Text extract:
※

EVOLUTION OF THE AMERICAN CIRCUS CLOWN

by Rodney Huey, Ph.D.

Clowns predate the circus by several hundred years. But the moment a comic slack rope walker named Fortunelly stepped into the circular ring of Philip Astley’s (1742-1814) first circus performance outside London in 1768, the clown had found a new home. For the next 250 years, clowns have been practically inseparable from the circus. Wherever you find a circus, odds are good that you will also find a clown creating havoc, mischief and mayhem.

In the United States, the evolution of circus clowning is an interesting one, primarily because American clowns did not have the long comical heritage as did their European counterparts, such as mountebanks, charlatans, court jesters, Shakespearean clowns or characters of Italy’s commedia dell’arte. American clowns had to learn from one another and the audience. A successful American clown in the 19th– and early 20th-century circus earned his/her stripes by trial and error during a performance. If the audience laughed, then it was funny. If not, then it was back to the drawing board.

Another interesting aspect of the American circus clown’s evolution was that there was no formal training or lines of succession. Many legendary American circus clowns during the first half of the 20th century were former circus performing artists or staff members before becoming clowns. For example, Otto Griebling (1896-1972) began his circus career as a bareback rider; Lou Jacobs (1903-1992) was an acrobat and contortionist; Felix Adler (1898-1960) worked during the summers as a water boy before joining the circus cast; and Duane Thorpe (1924-1995) was a wardrobe assistant before turning to clowning.

However, when American circuses fell on hard times after the end of WWII, aided by the introduction of television into American homes, one by one circuses began to close, including the granddaddy of all American circuses – Ringling Bros. and Barnum & Bailey Circus. By the mid-1950s, the once-vibrant circus industry was practically shut down, again including the Ringling show that folded its Big Top tent after the final performance in Pittsburgh, Pennsylvania on July 16, 1956. Here is where the face of the American circus clowning began to change.

※

Listed entries:
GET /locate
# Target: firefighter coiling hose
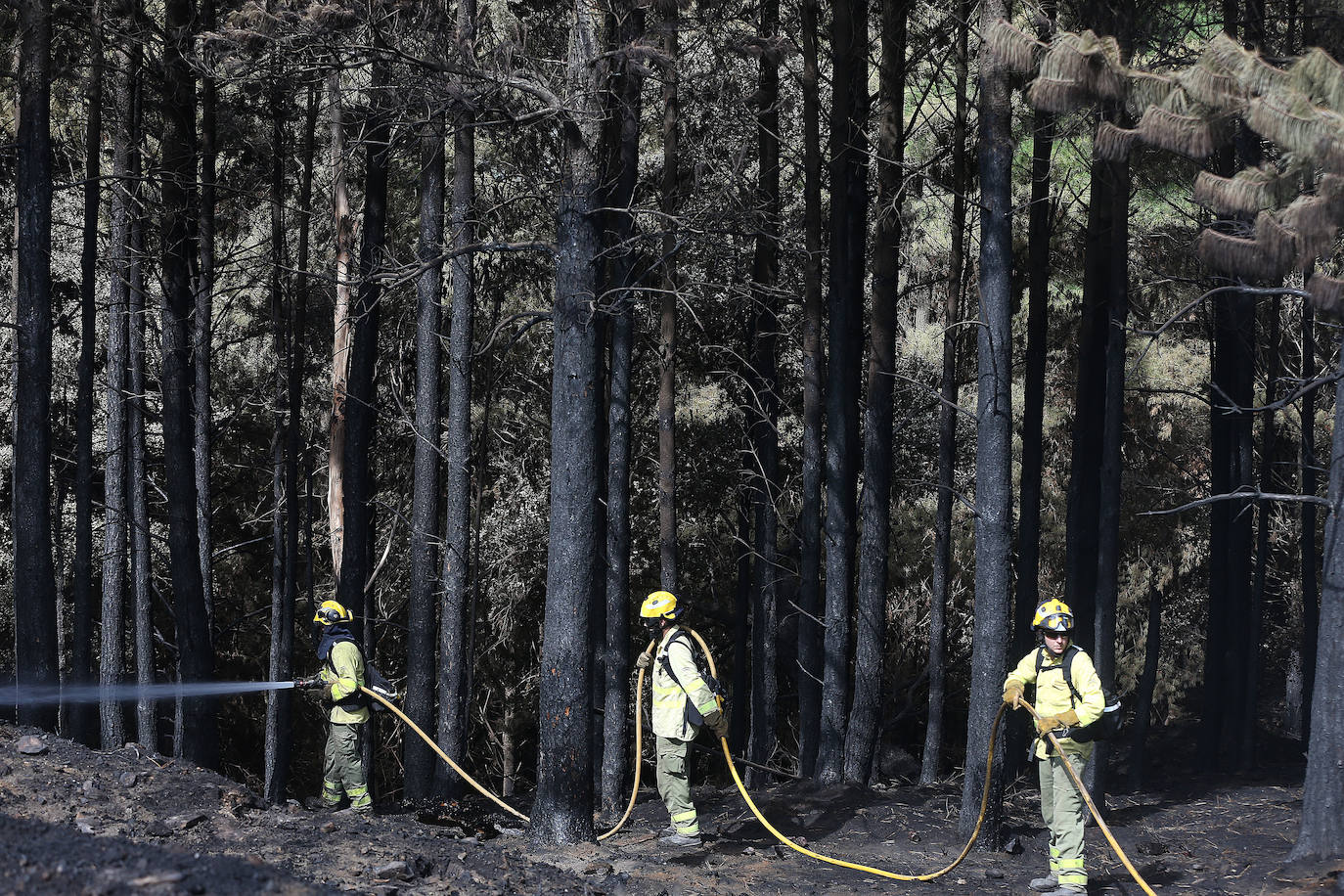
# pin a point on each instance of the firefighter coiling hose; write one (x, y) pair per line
(755, 810)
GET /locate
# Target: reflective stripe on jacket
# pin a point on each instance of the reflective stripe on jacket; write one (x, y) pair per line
(344, 670)
(669, 697)
(1053, 696)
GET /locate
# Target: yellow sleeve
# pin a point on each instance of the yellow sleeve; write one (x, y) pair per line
(1024, 673)
(683, 664)
(1088, 684)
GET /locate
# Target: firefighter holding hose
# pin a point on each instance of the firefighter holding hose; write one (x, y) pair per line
(683, 702)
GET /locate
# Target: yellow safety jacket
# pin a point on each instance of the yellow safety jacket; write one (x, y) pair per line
(1053, 697)
(669, 697)
(344, 670)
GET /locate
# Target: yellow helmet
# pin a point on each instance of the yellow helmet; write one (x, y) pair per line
(331, 612)
(660, 605)
(1053, 615)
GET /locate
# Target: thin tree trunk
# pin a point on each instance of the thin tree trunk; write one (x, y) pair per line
(147, 724)
(344, 237)
(203, 326)
(455, 648)
(360, 400)
(667, 315)
(1322, 834)
(35, 606)
(195, 655)
(1145, 688)
(875, 503)
(82, 726)
(419, 759)
(765, 437)
(994, 439)
(563, 808)
(625, 162)
(111, 666)
(281, 607)
(848, 209)
(948, 391)
(813, 362)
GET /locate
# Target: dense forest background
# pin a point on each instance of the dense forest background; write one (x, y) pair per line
(487, 319)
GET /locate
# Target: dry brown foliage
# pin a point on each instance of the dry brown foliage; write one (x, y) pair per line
(1326, 293)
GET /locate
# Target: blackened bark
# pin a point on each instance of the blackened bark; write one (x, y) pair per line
(1322, 834)
(875, 503)
(203, 326)
(112, 726)
(1309, 559)
(1145, 688)
(195, 657)
(82, 726)
(1114, 245)
(667, 315)
(455, 647)
(360, 406)
(813, 362)
(35, 606)
(848, 209)
(280, 661)
(625, 161)
(948, 391)
(147, 724)
(563, 808)
(994, 441)
(765, 434)
(1039, 218)
(417, 758)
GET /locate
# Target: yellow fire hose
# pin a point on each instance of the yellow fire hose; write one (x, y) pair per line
(1092, 806)
(746, 797)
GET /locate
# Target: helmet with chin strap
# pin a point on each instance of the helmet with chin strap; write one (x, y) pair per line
(1053, 615)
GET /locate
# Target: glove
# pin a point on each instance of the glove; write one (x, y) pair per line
(718, 723)
(1066, 719)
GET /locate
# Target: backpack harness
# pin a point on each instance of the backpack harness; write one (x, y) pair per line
(1109, 723)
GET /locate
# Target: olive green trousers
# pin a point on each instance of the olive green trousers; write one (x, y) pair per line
(343, 767)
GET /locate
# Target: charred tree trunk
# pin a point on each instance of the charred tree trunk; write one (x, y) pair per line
(625, 172)
(195, 655)
(994, 439)
(563, 808)
(360, 392)
(82, 726)
(203, 326)
(283, 337)
(344, 236)
(35, 607)
(848, 230)
(112, 726)
(875, 504)
(948, 392)
(671, 202)
(455, 647)
(417, 758)
(813, 362)
(765, 439)
(1322, 834)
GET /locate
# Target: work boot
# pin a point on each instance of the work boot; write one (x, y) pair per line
(680, 841)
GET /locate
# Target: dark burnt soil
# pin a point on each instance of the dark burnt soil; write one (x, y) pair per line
(79, 821)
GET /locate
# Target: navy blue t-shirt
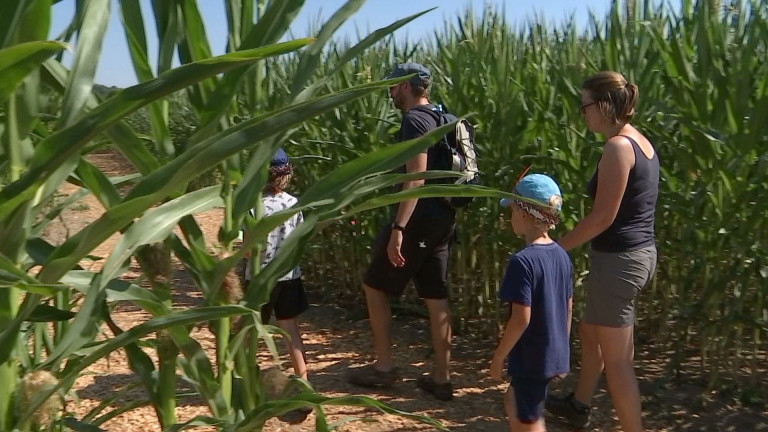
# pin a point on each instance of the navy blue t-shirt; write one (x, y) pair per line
(540, 276)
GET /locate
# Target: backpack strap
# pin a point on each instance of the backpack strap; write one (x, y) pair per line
(431, 111)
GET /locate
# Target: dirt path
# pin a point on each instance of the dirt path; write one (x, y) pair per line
(334, 343)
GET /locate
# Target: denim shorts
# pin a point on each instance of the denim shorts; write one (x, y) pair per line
(615, 279)
(530, 394)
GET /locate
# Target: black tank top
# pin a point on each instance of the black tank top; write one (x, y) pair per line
(633, 227)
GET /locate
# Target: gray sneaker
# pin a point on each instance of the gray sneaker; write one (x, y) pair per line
(369, 376)
(567, 409)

※

Problems and tasks:
a: Reproduce the wording of the essay on the American circus clown, starting with "EVOLUTION OF THE" and going on through "mischief and mayhem.".
b: Continue the essay on the evolution of the American circus clown, picking up after its final sentence.

Answers given:
a:
EVOLUTION OF THE AMERICAN CIRCUS CLOWN

by Rodney Huey, Ph.D.

Clowns predate the circus by several hundred years. But the moment a comic slack rope walker named Fortunelly stepped into the circular ring of Philip Astley’s (1742-1814) first circus performance outside London in 1768, the clown had found a new home. For the next 250 years, clowns have been practically inseparable from the circus. Wherever you find a circus, odds are good that you will also find a clown creating havoc, mischief and mayhem.

b:
Rock ’n’ roll concert promoter Irvin Feld (1918-1984), along with his brother Israel (1912-1982), revived the tour for the Ringling show in 1957, booking it into modern air-conditioned sports arenas that were being built in practically every major and secondary city in the United States. This arrangement worked for a decade for Ringling owners John and Henry Ringling North, as well as for the Feld brothers. However, in 1967 the Feld brothers, along with Texas Judge Roy Hofheinz (1912-1982), pooled together their money to buy the iconic, and by this time, lackluster Ringling Bros. and Barnum & Bailey Circus, signing the papers in an elaborate ceremony at the Colosseum in Rome on November 16.

The Feld group wanted to book their new show into additional arenas around the country, but there were more arenas than weeks in the year. They decided to launch a second touring unit of The Greatest Show on Earth.[i] Without a talent pool of circus performers to draw from, the Feld group was at a loss on how to build a second unit similar in size, scope and talent of the original one.

They found their answer in Europe by purchasing the entire German Circus Williams to acquire the talent of Europe’s outstanding animal trainer, Gunther Gebel (1934-2001),[ii] and transported it to Ringling’s winter quarters in Sarasota, Florida. Now the group had the foundation for a fresh, new show with imported circus talent. However, there existed a problem with the clowning.

Typical European circuses perform with one, two or three clowns at the most, but Ringling’s three-ring circus created massive floor space that needed to be filled by more than one single-ringed German circus. Clowns and dancers were the answer. They also gave the show a distinctive American look.

When producer Irvin Feld surveyed his existing clown alley on the original touring unit, he was looking at 16 clowns with an average age of about 55 years, including one veteran who was 80 years old. Feld is purported to have quipped: “I know they can fall down, but can they get up again?” He needed fresh, young clowns, and he need them fast. Thus, the impetus for creating Ringling Bros. and Barnum & Bailey Clown College in September, 1967 as a training ground for an entire new generation of circus clowns.

The 1960s were turbulent times in the United States, where many in the emergent youth generation became dissatisfied with the Vietnam War and could not see the corporate world, dubbed the “military industrial complex,” as a particularly bright future for them in their unfolding brave, new world. The talent pool for recruiting young, talented and artistic people seemed unlimited. Applications soared for Clown College. With an average of only 30-35 students selected each year to attend Clown College from the thousands of applications, Feld’s public relations team coined a catchy marketing slogan: “Clown College is harder to get into than Harvard University.”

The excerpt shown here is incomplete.